GIVEN INSTRUCTION 1 – In the listing, starting with the line with "Keep to two rules. Tag each instance of the eyebrow" and going on through the end of the listing, swap "eyebrow" for "brow" and give those lines back with nothing else changed.

TEXT TO READ –
## BEGIN
The normal mapping looks great when the objects aren't rotated from the origin, and spot lights and directional lights work, but when I spin an object on the spot it darkens and then lightens again, just on the top face.
I'm testing using a cube. I've used a geometry shader to visualise my calculated normals (after multiplying by a TBN matrix), and they appear to be in the correct places. If I take the normal map out of the equation then the lighting is fine.
Here's where the TBN is calculated:
void calculateTBN()
{
//get the normal matrix
mat3 model = mat3(transpose(inverse(mat3(transform))));
vec3 T = normalize(vec3(model * tangent.xyz ));
vec3 N = normalize(vec3(model * normal ));
vec3 B = cross(N, T);
mat3 TBN = mat3( T , B , N);
outputVertex.TBN =TBN;
}
And the normal is sampled and transformed:
vec3 calculateNormal()
{
//Sort the input so that the normal is between 1 and minus 1 instead of 0 and 1
vec3 input = texture2D(normalMap, inputFragment.textureCoord).xyz;
input = 2.0 * input - vec3(1.0, 1.0, 1.0);
vec3 newNormal = normalize(inputFragment.TBN* input);
return newNormal;
}
My Lighting is in world space (as far as I understand the term, it takes into account the transform matrix but not the camera or projection matrix)
I did try the technique where I pass down the TBN as inverse (or transpose) and then multiplied every vector apart from the normal by it. That had the same effect. I'd rather work in world space anyway as apparently this is better for deffered lighting? Or so I've heard.
If you'd like to see any of the lighting code and so on I'll add it in but I didn't think it was necessary as it works apart from this.
EDIT::
As requested, here is vertex and part of frag shader
#version 330
uniform mat4 T; // Translation matrix
uniform mat4 S; // Scale matrix
uniform mat4 R; // Rotation matrix
uniform mat4 camera; // camera matrix
uniform vec4 posRelParent; // the position relative to the parent
// Input vertex packet
layout (location = 0) in vec4 position;
layout (location = 2) in vec3 normal;
layout (location = 3) in vec4 tangent;
layout (location = 4) in vec4 bitangent;
layout (location = 8) in vec2 textureCoord;
// Output vertex packet
out packet {
vec2 textureCoord;
vec3 normal;
vec3 vert;
mat3 TBN;
vec3 tangent;
vec3 bitangent;
vec3 normalTBN;
} outputVertex;
mat4 transform;
mat3 TBN;
void calculateTBN()
## END
[Excerpts of location labeling data]
## BEGIN
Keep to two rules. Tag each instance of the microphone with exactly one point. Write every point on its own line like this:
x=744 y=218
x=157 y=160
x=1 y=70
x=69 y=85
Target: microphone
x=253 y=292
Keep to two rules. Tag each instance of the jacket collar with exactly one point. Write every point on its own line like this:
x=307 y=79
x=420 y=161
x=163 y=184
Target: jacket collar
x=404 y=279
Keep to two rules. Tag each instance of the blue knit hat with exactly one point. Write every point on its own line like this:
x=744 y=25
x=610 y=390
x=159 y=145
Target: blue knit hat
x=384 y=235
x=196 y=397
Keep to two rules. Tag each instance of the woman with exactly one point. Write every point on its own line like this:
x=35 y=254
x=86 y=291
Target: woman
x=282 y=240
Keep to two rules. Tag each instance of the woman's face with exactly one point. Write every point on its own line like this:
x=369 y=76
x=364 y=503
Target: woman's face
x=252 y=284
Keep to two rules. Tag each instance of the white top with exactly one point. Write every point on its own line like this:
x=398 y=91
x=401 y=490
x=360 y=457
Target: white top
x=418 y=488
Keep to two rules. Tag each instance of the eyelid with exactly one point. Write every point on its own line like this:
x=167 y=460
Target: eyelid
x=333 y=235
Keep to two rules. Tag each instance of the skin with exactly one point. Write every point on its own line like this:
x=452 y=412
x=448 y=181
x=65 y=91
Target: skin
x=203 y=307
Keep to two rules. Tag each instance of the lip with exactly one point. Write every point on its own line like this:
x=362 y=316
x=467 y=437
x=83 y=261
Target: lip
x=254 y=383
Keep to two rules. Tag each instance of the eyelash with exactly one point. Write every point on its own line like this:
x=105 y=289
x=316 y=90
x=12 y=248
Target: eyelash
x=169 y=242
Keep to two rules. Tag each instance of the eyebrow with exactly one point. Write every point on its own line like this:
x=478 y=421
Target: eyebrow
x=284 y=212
## END
GIVEN INSTRUCTION 2 – Reproduce the post on normal mapping word for word, starting with "The normal mapping" and going on through "the top face.".

CORRECT RESULT 1 –
Keep to two rules. Tag each instance of the brow with exactly one point. Write every point on its own line like this:
x=478 y=421
Target: brow
x=284 y=212

CORRECT RESULT 2 –
The normal mapping looks great when the objects aren't rotated from the origin, and spot lights and directional lights work, but when I spin an object on the spot it darkens and then lightens again, just on the top face.